» Written request
Return every line in the rows below that contains the string "ribbed". Case counts, so include only lines where it appears in that exact case.

» Dataset excerpts

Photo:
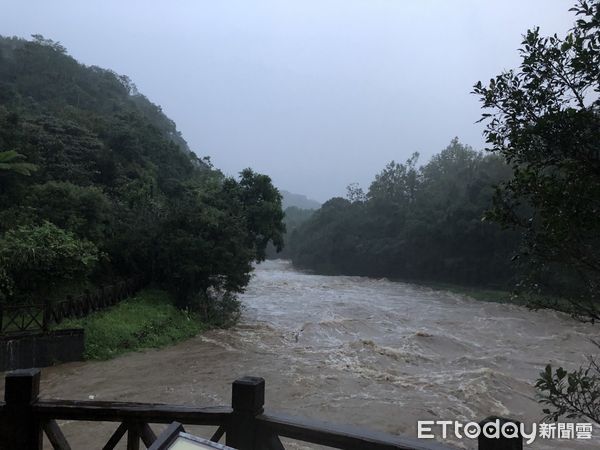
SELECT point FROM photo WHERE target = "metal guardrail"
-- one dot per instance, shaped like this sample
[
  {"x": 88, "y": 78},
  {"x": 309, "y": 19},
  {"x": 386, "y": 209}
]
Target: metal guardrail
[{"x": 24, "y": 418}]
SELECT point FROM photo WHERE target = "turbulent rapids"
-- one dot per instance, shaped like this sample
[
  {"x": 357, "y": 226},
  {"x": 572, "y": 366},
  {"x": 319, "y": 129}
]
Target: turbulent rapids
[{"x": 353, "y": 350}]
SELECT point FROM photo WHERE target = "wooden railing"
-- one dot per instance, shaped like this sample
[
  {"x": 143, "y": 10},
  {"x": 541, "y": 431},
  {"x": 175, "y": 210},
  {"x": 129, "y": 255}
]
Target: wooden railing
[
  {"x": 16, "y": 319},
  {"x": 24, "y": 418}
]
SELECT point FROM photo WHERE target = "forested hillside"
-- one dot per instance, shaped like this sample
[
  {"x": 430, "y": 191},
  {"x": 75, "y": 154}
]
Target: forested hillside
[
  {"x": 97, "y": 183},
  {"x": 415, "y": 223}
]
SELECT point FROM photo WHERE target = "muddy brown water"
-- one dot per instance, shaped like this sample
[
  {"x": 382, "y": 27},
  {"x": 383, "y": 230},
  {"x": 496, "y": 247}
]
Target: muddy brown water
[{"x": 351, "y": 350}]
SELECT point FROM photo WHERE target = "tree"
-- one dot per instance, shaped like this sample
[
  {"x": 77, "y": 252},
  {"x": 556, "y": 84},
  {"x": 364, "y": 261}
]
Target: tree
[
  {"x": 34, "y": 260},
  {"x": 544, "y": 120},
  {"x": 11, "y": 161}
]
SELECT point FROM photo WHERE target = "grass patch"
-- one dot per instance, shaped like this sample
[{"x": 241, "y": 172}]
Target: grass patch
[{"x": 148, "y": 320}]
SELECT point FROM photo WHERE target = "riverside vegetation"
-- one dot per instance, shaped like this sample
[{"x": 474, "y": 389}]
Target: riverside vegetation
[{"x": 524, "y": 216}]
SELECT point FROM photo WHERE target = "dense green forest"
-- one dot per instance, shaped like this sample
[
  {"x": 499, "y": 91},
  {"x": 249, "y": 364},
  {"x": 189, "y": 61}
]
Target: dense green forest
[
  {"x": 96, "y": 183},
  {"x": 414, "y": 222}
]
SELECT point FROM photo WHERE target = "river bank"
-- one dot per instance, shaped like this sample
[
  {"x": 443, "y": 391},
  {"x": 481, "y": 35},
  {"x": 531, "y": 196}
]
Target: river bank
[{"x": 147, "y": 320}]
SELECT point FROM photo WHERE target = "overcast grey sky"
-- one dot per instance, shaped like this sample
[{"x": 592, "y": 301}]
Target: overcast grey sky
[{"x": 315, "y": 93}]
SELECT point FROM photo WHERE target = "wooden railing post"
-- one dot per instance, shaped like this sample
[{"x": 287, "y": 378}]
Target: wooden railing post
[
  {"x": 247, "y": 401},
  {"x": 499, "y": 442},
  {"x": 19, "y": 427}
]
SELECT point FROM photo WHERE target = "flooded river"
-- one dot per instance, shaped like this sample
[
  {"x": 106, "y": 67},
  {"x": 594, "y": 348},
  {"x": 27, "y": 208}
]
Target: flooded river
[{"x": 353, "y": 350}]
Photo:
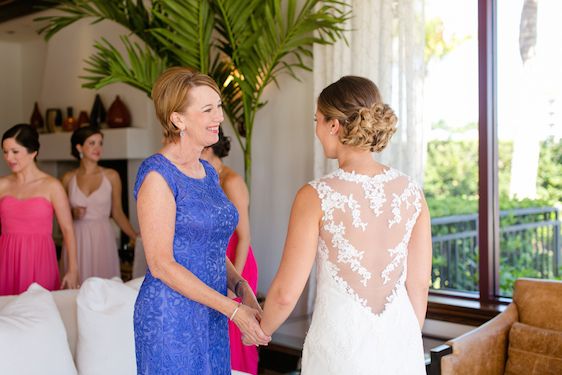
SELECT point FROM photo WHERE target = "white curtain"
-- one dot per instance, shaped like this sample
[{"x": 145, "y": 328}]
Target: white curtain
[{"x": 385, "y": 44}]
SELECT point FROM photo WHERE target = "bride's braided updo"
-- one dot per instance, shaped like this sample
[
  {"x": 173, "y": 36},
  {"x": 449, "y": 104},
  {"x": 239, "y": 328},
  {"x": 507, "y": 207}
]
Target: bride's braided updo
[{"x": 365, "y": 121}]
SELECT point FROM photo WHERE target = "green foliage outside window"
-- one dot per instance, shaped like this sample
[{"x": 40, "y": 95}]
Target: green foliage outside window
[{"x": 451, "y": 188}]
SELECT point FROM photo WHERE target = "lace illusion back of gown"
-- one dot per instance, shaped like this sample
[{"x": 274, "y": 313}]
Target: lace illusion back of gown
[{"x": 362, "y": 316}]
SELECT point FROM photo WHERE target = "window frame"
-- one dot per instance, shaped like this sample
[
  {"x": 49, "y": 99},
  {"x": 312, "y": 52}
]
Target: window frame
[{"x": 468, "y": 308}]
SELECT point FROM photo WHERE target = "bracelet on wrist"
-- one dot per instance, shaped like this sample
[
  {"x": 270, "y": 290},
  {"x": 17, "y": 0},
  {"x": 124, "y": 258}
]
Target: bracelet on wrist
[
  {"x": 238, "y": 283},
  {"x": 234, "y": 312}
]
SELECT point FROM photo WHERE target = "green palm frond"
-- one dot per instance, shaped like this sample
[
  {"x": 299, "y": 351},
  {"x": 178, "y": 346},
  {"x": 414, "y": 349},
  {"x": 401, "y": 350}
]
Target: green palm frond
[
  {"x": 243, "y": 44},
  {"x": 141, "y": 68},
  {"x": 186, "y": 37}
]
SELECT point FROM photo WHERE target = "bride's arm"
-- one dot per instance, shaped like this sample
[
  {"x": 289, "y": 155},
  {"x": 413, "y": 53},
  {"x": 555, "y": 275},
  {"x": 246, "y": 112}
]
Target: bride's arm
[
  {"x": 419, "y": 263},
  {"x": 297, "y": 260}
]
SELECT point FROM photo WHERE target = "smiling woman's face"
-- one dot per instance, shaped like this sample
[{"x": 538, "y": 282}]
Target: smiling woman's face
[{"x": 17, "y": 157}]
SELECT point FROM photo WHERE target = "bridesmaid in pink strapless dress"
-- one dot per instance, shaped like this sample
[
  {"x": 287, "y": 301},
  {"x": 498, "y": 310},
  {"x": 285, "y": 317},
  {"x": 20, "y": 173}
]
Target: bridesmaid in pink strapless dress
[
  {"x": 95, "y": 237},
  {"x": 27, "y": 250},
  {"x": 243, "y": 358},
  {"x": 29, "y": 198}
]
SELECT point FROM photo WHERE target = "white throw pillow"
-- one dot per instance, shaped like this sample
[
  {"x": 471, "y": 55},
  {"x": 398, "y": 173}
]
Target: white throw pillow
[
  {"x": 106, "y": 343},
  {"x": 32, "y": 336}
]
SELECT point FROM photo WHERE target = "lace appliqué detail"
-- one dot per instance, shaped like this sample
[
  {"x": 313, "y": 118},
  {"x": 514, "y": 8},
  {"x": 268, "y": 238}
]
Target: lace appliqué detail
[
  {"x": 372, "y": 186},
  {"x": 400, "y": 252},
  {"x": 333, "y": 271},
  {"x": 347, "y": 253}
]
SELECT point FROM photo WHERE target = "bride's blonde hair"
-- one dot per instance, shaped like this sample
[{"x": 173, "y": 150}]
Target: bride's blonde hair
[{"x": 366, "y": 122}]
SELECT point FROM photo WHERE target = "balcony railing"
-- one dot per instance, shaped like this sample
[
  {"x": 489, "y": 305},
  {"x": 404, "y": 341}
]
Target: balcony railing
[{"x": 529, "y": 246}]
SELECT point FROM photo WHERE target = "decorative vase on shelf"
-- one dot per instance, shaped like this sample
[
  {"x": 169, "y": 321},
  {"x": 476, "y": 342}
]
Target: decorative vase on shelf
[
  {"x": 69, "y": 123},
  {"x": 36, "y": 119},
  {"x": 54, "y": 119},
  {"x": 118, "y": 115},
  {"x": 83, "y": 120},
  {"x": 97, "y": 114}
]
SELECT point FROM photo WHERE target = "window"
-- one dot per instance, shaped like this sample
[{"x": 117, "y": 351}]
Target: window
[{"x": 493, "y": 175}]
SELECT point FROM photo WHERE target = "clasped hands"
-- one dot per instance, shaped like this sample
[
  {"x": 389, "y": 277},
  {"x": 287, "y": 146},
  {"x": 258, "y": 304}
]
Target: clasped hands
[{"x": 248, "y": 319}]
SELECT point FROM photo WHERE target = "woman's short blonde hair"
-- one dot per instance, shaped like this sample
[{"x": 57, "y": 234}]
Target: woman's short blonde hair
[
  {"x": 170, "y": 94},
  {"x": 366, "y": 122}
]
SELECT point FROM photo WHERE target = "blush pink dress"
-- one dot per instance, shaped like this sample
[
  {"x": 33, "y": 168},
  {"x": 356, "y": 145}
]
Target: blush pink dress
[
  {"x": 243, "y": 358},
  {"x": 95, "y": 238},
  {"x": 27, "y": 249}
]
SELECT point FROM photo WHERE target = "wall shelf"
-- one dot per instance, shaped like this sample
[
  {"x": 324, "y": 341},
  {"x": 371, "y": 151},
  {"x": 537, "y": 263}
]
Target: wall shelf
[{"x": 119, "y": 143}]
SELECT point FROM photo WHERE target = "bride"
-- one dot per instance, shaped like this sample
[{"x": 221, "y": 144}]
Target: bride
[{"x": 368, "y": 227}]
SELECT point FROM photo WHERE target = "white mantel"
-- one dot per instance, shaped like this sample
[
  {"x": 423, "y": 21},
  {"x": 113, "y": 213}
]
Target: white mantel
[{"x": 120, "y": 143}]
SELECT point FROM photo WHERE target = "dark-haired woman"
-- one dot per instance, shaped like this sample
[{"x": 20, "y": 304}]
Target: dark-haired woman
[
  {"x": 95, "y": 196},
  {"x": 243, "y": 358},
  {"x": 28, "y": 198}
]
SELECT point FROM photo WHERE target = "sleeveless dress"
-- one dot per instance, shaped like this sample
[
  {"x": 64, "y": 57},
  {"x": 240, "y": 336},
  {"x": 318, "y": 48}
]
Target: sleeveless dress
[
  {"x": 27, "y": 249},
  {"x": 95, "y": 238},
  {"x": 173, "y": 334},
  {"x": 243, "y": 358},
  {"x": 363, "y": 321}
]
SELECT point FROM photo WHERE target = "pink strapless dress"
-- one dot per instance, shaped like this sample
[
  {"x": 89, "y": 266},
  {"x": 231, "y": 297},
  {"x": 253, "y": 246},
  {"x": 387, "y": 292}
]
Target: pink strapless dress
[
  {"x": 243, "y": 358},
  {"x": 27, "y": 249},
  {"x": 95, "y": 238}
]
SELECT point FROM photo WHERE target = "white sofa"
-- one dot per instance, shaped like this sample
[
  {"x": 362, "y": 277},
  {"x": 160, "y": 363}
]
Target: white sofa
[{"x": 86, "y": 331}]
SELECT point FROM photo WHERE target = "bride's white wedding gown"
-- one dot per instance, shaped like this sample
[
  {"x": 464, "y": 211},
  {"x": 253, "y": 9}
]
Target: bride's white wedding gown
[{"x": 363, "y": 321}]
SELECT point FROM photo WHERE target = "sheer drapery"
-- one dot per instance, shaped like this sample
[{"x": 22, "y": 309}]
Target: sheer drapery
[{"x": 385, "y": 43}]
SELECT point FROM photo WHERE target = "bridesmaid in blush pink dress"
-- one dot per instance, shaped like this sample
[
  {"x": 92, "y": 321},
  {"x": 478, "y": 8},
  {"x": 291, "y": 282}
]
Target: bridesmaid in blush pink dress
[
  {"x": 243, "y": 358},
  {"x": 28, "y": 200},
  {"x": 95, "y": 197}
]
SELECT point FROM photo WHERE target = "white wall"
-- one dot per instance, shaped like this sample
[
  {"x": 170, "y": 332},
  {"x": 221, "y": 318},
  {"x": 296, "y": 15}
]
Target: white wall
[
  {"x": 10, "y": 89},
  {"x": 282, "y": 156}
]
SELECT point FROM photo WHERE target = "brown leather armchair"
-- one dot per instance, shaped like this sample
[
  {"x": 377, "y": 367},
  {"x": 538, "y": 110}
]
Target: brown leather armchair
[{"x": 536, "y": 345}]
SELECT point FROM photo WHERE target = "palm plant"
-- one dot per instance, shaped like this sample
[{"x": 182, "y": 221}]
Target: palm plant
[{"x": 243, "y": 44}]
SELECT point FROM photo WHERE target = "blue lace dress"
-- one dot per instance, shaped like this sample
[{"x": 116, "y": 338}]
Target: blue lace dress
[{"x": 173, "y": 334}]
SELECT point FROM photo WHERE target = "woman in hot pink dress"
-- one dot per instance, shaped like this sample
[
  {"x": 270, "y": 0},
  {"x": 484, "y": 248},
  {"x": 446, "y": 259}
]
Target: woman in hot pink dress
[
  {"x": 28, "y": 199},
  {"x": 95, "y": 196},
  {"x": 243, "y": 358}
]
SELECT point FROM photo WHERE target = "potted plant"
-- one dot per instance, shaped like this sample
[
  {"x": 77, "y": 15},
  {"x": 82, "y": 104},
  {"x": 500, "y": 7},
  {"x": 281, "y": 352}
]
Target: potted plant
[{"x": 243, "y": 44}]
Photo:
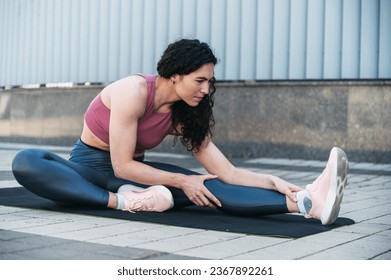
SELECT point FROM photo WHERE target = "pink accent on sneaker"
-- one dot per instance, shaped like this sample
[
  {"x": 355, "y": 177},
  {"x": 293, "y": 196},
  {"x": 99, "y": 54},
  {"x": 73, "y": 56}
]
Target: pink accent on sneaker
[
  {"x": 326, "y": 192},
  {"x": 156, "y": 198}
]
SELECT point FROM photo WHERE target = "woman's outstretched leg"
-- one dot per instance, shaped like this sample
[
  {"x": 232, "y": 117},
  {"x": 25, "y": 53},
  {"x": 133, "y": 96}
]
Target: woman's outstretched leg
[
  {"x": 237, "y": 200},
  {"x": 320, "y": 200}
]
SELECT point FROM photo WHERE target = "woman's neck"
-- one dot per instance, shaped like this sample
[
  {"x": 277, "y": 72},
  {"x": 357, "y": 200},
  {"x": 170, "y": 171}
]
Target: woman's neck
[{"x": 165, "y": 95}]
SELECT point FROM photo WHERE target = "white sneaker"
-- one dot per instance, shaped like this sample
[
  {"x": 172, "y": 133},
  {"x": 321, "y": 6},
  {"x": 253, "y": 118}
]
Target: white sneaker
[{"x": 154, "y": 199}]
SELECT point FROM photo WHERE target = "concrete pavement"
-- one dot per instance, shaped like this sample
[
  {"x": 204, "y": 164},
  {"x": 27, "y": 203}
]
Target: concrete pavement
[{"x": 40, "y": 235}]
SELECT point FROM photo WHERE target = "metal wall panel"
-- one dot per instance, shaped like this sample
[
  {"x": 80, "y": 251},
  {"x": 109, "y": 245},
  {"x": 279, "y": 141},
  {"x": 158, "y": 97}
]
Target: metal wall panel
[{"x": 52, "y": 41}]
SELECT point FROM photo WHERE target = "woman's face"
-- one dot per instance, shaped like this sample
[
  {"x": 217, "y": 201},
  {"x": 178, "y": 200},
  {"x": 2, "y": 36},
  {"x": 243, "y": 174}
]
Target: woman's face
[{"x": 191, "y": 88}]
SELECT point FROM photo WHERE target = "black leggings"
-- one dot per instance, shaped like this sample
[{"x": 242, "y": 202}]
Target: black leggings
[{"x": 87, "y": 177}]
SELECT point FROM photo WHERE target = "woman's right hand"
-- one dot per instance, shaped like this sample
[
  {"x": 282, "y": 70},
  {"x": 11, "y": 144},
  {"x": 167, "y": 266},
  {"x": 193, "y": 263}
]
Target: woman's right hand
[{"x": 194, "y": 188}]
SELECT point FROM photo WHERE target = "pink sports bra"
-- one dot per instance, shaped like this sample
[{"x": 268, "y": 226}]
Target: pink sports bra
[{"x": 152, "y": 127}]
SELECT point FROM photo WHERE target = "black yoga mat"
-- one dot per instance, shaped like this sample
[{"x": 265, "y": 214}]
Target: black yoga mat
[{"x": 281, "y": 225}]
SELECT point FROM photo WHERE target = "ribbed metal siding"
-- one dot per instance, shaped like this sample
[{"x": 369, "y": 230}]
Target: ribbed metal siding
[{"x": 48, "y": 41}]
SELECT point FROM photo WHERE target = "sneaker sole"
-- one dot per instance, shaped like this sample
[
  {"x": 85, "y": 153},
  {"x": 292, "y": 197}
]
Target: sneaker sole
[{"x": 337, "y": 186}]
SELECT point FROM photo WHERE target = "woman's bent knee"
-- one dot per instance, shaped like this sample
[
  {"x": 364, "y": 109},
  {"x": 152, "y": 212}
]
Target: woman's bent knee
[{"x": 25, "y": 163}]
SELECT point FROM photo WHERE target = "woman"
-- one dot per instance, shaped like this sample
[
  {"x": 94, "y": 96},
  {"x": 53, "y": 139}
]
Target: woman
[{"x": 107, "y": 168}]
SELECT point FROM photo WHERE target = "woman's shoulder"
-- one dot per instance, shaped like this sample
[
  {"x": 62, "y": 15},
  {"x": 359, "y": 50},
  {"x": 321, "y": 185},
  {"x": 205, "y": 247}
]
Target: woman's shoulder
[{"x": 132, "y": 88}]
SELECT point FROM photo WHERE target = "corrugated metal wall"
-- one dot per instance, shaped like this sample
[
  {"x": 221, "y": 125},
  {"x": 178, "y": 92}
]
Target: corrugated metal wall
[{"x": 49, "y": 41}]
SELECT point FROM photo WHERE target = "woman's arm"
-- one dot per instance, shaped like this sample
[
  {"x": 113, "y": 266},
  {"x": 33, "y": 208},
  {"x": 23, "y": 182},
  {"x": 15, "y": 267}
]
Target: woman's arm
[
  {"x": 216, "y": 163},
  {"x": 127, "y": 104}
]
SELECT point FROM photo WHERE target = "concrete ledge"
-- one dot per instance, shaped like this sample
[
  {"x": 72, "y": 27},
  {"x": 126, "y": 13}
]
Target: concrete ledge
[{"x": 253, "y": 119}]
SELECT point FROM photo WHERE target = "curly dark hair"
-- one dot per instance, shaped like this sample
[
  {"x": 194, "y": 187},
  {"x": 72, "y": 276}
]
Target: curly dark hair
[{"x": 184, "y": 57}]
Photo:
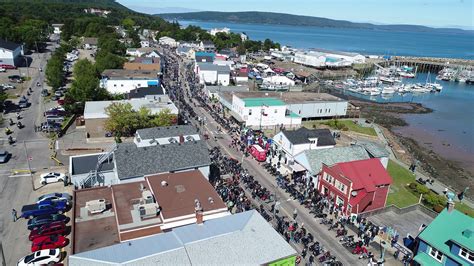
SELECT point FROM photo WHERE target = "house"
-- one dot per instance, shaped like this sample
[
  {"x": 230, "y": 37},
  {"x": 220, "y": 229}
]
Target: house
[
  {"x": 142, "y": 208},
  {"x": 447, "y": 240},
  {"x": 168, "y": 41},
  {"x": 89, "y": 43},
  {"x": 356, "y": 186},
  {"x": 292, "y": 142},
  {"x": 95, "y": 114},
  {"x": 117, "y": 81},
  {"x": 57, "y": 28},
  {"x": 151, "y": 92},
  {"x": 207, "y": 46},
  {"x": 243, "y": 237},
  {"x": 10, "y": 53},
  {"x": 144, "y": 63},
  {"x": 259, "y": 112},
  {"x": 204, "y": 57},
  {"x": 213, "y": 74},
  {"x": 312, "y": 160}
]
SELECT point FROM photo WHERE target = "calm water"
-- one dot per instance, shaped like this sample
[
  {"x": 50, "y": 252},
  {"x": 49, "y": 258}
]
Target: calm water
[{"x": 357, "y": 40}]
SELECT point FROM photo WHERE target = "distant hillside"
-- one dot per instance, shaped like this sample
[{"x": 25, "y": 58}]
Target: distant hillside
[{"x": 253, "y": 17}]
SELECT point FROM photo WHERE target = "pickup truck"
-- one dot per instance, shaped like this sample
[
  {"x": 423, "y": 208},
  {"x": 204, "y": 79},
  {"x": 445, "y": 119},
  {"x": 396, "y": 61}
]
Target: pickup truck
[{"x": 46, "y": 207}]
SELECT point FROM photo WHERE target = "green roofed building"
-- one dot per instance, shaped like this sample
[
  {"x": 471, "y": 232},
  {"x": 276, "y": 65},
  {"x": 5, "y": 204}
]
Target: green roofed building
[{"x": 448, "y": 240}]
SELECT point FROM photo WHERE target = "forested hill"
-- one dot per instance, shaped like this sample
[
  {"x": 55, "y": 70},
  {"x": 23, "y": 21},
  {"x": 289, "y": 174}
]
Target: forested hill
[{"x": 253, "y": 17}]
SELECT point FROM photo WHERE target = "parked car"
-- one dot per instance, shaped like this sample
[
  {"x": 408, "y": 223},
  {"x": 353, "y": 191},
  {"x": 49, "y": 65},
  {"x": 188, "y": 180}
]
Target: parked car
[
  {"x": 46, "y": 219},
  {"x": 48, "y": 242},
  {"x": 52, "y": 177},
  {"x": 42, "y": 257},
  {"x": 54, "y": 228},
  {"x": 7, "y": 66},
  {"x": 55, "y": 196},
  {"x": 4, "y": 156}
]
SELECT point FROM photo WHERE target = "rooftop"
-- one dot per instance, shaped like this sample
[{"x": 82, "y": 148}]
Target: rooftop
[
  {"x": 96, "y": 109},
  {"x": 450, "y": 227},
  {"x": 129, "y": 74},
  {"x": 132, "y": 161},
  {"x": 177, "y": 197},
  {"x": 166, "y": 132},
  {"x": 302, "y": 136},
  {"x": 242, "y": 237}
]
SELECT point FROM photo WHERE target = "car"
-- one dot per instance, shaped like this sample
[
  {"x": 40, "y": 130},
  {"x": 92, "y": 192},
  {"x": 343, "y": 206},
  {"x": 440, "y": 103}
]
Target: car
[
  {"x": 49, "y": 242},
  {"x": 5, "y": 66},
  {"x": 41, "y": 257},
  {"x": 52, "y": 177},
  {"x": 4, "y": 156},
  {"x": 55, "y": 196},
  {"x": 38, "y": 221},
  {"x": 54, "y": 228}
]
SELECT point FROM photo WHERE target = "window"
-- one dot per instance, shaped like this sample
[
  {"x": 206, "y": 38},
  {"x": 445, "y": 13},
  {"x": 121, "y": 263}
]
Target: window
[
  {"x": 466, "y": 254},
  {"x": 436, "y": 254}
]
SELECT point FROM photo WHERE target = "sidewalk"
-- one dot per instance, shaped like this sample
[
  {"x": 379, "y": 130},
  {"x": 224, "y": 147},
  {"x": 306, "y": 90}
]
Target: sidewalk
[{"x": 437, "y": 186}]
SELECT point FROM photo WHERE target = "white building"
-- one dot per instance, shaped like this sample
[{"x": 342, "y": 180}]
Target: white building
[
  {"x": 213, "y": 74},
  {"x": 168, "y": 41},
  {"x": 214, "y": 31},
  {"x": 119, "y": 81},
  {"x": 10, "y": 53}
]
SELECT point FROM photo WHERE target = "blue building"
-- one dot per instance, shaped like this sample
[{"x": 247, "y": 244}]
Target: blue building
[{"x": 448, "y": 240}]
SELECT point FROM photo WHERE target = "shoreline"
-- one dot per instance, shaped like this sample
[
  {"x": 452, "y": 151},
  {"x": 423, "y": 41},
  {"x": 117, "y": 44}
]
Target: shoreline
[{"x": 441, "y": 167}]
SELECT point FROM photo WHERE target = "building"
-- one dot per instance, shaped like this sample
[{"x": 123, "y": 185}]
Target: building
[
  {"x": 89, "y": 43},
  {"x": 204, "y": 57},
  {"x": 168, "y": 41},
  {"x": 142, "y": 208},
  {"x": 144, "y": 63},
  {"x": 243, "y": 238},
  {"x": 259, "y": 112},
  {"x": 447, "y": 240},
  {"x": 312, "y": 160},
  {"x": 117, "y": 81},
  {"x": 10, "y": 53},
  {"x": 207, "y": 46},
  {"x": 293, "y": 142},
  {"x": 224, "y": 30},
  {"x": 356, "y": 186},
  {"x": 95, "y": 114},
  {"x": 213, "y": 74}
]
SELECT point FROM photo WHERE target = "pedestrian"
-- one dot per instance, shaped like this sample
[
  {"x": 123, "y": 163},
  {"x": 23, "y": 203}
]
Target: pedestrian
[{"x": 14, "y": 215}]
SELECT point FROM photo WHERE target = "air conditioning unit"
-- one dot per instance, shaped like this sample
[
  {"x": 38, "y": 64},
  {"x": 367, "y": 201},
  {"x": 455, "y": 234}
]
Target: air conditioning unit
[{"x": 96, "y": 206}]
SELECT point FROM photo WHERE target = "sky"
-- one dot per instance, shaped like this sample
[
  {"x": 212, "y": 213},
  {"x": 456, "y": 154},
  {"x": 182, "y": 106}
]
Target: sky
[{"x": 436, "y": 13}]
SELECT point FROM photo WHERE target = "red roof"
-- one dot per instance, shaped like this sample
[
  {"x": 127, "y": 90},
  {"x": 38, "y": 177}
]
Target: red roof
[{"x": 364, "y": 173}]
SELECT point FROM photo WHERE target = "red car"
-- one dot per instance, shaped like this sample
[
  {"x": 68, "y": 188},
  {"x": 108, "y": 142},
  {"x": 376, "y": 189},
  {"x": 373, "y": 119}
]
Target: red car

» Correct result
SELECT point FROM photo WHERE target = "ribbed metal siding"
Target: ribbed metal siding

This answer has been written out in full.